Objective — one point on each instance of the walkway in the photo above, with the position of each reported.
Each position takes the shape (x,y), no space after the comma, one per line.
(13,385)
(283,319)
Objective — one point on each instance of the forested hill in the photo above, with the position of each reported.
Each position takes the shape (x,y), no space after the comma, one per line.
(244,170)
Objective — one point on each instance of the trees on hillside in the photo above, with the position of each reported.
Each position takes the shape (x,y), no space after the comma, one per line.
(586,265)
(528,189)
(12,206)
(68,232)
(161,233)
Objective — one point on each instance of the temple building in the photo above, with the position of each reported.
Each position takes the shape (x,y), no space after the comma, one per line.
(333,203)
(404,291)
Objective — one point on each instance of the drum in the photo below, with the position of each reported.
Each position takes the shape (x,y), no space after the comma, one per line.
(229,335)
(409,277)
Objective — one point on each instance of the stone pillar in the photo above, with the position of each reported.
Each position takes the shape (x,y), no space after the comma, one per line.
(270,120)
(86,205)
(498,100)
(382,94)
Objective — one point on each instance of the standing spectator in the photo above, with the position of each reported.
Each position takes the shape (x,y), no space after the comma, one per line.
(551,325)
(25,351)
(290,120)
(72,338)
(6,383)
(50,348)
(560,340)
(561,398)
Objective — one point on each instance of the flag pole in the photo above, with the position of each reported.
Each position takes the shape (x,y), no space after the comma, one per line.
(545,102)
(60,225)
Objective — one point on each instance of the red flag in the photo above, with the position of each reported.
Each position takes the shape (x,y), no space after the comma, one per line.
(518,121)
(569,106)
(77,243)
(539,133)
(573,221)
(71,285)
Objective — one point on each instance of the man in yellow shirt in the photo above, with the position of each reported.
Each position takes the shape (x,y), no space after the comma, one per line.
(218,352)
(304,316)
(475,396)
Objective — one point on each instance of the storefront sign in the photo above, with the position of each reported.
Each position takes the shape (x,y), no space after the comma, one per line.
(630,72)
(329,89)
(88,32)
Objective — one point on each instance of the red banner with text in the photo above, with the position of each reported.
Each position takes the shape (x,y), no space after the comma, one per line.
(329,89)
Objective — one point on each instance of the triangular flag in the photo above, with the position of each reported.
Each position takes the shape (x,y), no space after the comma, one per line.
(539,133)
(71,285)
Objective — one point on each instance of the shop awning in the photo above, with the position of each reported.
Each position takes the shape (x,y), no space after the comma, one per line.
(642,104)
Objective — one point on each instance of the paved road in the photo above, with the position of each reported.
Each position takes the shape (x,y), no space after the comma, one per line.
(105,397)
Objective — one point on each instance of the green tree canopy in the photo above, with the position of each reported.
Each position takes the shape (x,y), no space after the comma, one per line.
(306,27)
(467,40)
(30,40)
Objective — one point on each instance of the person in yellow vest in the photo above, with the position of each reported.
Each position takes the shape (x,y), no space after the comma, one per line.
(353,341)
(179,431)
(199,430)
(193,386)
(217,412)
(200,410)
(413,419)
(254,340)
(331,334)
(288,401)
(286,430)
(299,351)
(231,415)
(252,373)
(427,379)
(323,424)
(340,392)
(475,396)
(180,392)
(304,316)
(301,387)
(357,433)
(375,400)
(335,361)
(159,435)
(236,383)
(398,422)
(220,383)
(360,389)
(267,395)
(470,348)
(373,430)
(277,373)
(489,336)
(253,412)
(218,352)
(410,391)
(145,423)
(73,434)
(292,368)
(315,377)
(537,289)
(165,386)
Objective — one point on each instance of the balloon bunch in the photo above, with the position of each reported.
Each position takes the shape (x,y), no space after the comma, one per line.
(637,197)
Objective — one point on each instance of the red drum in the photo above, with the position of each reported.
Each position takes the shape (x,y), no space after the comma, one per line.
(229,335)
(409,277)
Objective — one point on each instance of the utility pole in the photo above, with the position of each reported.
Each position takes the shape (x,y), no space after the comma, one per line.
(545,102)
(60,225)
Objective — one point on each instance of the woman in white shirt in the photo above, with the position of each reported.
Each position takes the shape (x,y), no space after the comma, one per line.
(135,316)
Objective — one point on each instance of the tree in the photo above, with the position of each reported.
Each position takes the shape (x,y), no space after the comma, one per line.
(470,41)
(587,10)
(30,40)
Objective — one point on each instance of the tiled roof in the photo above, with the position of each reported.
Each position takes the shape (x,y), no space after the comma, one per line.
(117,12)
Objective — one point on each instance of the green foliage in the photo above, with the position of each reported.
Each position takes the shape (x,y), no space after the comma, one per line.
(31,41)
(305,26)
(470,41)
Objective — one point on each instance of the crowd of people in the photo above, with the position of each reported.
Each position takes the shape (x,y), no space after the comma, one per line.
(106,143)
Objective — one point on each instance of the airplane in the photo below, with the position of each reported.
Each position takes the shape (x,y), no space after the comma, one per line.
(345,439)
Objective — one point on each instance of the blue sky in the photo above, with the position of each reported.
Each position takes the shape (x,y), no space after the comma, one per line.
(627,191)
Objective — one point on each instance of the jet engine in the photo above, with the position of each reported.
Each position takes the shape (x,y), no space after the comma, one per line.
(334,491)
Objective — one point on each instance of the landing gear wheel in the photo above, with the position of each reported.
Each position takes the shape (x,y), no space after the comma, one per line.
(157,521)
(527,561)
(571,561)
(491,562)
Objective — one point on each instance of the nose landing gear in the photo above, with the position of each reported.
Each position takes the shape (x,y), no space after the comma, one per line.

→ **Exercise details**
Revise all of the items above by changing every "Objective" to "Goal" and leaving the rest untouched.

→ **Written solution**
Goal — one point on each instance of the walkway in the photo above, with the position of each reported.
Each position takes the shape (x,y), no space after the comma, one per line.
(13,385)
(283,319)
Goal — one point on each instance of the forested hill in the photo above, with the position of each reported.
Each position takes the shape (x,y), no space after the comma, one per line.
(244,170)
Goal — one point on each instance of the trees on hillside in the photo above, with the position of each reported.
Each position takes the shape (x,y), no space after the comma, one per line.
(586,265)
(528,189)
(12,206)
(68,232)
(161,233)
Goal — one point on each instance of the temple building in the photo above, with the position of each reported.
Each position takes the shape (x,y), no space after the comma, one per line.
(333,203)
(404,291)
Goal — one point on each instance of the drum in the photo below, with the position of each reported.
Each position takes the shape (x,y), no space after the comma, one per line.
(229,335)
(409,277)
Goal — one point on each instance of the stone pillar in the photo above, with the position of each reported.
Each position takes the shape (x,y), no space after the comma, one per line.
(270,120)
(86,205)
(498,100)
(382,94)
Goal — one point on each instance of the standing spectator in the photo above, with the position of each reported.
Each position takes the shape (x,y), no space after the comma, one per line.
(551,325)
(25,351)
(290,120)
(72,338)
(6,383)
(50,348)
(560,340)
(561,398)
Goal — one point on each instance of the flag pole in the photo above, with the position of each reported.
Each position takes the shape (x,y), no space after the comma, one per line.
(545,102)
(60,225)
Goal — one point on each instance of the red flag in the photo above, with the position of each reported.
Each position takes the shape (x,y), no space after the comma, one per line.
(518,121)
(569,106)
(77,243)
(539,133)
(573,221)
(71,285)
Goal — one point on each instance of the man in yellow shirt in the photo above, with the position of each reported.
Each position takes the shape (x,y), no space after the comma, one per line.
(218,352)
(304,316)
(475,396)
Goal — one point on each instance of the storefront sign in the photo above, with the position of each reported.
Each position takes the shape (x,y), no space after the comma, one per line.
(630,72)
(329,89)
(88,32)
Goal — one point on each instance of the red banner with text in the photo above, with the position of each reported.
Each position takes the shape (x,y), no space after the comma, one per line.
(329,89)
Goal — one point on each instance of the triangular flag in the photo above, with the position of each reported.
Each position takes the shape (x,y), no space after the comma, one per line.
(539,133)
(71,285)
Goal — one point on each instance of the shop awning in the photo above, with the position of each reported.
Each position takes the shape (x,y), no space after the comma, one per line.
(642,104)
Goal — one point on each instance of the paved road in the photo above, with the position of each reported.
Each position takes the shape (x,y), no space after the comma, one per line.
(105,397)
Goal — one point on each instance of the green tree canopy in the photo above, with the position of each reported.
Each position takes the shape (x,y), no space after the comma, one per line.
(306,27)
(467,40)
(30,40)
Goal — one point on each instance of the person in yellow vest in the photo above, with the position of each reported.
Each position takes the shape (x,y), no space after the comma, one per line.
(353,341)
(179,431)
(199,430)
(193,386)
(217,412)
(200,410)
(413,419)
(254,340)
(331,334)
(288,401)
(286,430)
(299,351)
(231,415)
(252,373)
(427,379)
(323,424)
(340,392)
(475,396)
(180,392)
(304,316)
(301,387)
(357,433)
(375,400)
(335,361)
(159,435)
(236,383)
(398,422)
(220,383)
(360,389)
(267,395)
(470,348)
(373,430)
(277,373)
(489,336)
(253,412)
(218,352)
(410,391)
(145,423)
(73,434)
(292,368)
(315,377)
(537,289)
(165,386)
Goal — one point on each instance of the balloon bunch in the photo above, with the position of each reported.
Each position takes the shape (x,y), no space after the comma, one per line.
(637,197)
Goal — one point on each instance of the red drum in the photo above, with the position of each reported.
Each position takes the shape (x,y), no space after the comma, one per line.
(229,335)
(409,277)
Goal — one point on each instance of the utility pole in the photo above, with the position of each reported.
Each position takes the shape (x,y), no space after the comma, one per line.
(545,102)
(60,225)
Goal — one point on each instance of the woman in white shirt in the photo above, with the position of each reported.
Each position takes the shape (x,y), no space after the comma, one per line.
(135,316)
Goal — one point on each instance of the tree in the photo above, with the position of each reported.
Each position takes the shape (x,y), no space after the comma, one per line.
(470,41)
(587,10)
(30,40)
Goal — one point on each instance of the tiled roof in the photo above, with the position of each reported.
Each position takes the shape (x,y), no space after the comma, one per line.
(117,12)
Goal — one point on each instance of the green foliage in the photo above, with the position of each reported.
Each position takes the shape (x,y), no space after the comma, one per line.
(31,41)
(305,26)
(470,41)
Goal — one point on each instance of the crowd of people in the photo above, with the position of each reported.
Each position takes the shape (x,y), no space after the comma, one per line.
(106,143)
Goal — one point on each instance of the airplane in the photo below, with the position of each reported.
Each position takes the shape (x,y), no space after the comma, one per line.
(345,439)
Goal — one point on each instance of the blue sky in the photo above, with the position of each reported.
Each position takes the shape (x,y), no space after the comma, one per line.
(627,191)
Goal — one point on each instance of the jet engine in the photo above, with the position of each reported.
Each position takes the shape (x,y), no space after the comma, one per line.
(334,491)
Goal — one point on each instance of the landing gear wheel in the photo above, with the position of each reported.
Each position takes the shape (x,y), no space after the comma, one per line.
(157,521)
(527,561)
(571,561)
(491,562)
Goal — one point on each instance of the nose landing gear in the photo above, with the position of each reported.
Each position takes the shape (x,y), no space after the comma, one per line.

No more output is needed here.